## Task statement
When you write out the material, keep every line exactly as it is.
---
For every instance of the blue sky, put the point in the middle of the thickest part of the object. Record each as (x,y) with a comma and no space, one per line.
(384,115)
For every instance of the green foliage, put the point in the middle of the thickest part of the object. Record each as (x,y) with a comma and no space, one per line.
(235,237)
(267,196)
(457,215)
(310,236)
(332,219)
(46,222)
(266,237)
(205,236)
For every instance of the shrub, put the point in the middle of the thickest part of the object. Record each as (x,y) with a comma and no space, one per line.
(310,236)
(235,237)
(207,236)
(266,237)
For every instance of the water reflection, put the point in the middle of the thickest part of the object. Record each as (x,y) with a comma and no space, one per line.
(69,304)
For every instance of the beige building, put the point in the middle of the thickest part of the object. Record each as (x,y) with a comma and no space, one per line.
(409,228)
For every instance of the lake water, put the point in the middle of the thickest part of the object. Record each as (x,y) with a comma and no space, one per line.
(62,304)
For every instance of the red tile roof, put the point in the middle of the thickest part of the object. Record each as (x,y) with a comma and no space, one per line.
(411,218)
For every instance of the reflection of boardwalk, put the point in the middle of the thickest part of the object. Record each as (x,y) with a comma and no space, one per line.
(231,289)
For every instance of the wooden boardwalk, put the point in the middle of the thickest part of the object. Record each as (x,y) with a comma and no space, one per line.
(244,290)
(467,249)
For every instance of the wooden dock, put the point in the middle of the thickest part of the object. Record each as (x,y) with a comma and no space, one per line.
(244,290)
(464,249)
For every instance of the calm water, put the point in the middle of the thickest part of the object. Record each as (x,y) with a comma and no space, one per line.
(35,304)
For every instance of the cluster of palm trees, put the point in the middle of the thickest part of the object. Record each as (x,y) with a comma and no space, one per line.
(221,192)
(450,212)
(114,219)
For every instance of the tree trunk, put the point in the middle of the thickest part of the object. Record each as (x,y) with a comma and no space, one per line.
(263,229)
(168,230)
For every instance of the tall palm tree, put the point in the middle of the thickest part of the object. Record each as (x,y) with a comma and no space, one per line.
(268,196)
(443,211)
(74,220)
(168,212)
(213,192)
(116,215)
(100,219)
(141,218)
---
## Finished task
For every instance of the blue sky, put the point in the middle of the thickest part of the object. Record each as (x,y) with a comma and no space, one per line.
(384,115)
For every instance of the green foliage, put the point in the middle of the thickest part of the object. Record each as (x,y) with a comma and no space, one per line.
(235,237)
(267,196)
(457,215)
(310,236)
(332,219)
(46,222)
(266,237)
(205,236)
For every instance of the shrub, put the point in the middle of the thickest part of the object. Record each as (x,y) with a comma and no space, one per line.
(310,236)
(235,237)
(207,236)
(266,237)
For every instance of the water reflection, put the point in the middle of the thickest part of the object. Record each as (x,y) with a comma and no space, one per line.
(69,304)
For every instance of the beige building, put the point in the middle of the thickest part of the object. Record each as (x,y) with a comma and no space, one per line.
(409,228)
For every instance of the lake water, put the point in the middle of the thickest part of the object. Record each as (x,y) with a comma and no space, one per line.
(62,304)
For every instance of the red tile roof, put the point in the middle of the thickest part of the object. Record each as (x,y) with a comma and no space, one per line.
(411,218)
For every instance of the reflection of boardwalk, put the point in the middle of the thickest part of the object. Record each as (x,y) with a comma and no space, one per line.
(231,289)
For every instance of the wooden boardwalk, put the point in the middle of the thickest part of the object. Record each as (x,y) with a comma and no space, one per line.
(244,290)
(467,249)
For every instance of the wooden dock, put the point in the middle of the thickest part of the object. Record each as (x,y) with a comma and no space, one per line.
(244,290)
(464,249)
For every instance of the calm water, put the point in the middle of the thickest part of the object. Record each as (x,y) with a comma and no space, one per line.
(35,304)
For every instance of the cluster of palm trees, put the point in the middle of the thickest part of the object. Record each as (x,y) with a comma and no space, one per line.
(221,192)
(450,212)
(114,219)
For every instance of the tree trunk, put the point in the middle of the thickest part of the object. Record each as (x,y) with a comma and no space, one per line.
(263,229)
(168,230)
For every instance of the tall palm tree, put the point in the middle of the thickest part of the object. Record each as (x,y) with a comma and no space, one per line.
(268,196)
(443,211)
(74,220)
(168,212)
(213,192)
(116,215)
(100,219)
(141,218)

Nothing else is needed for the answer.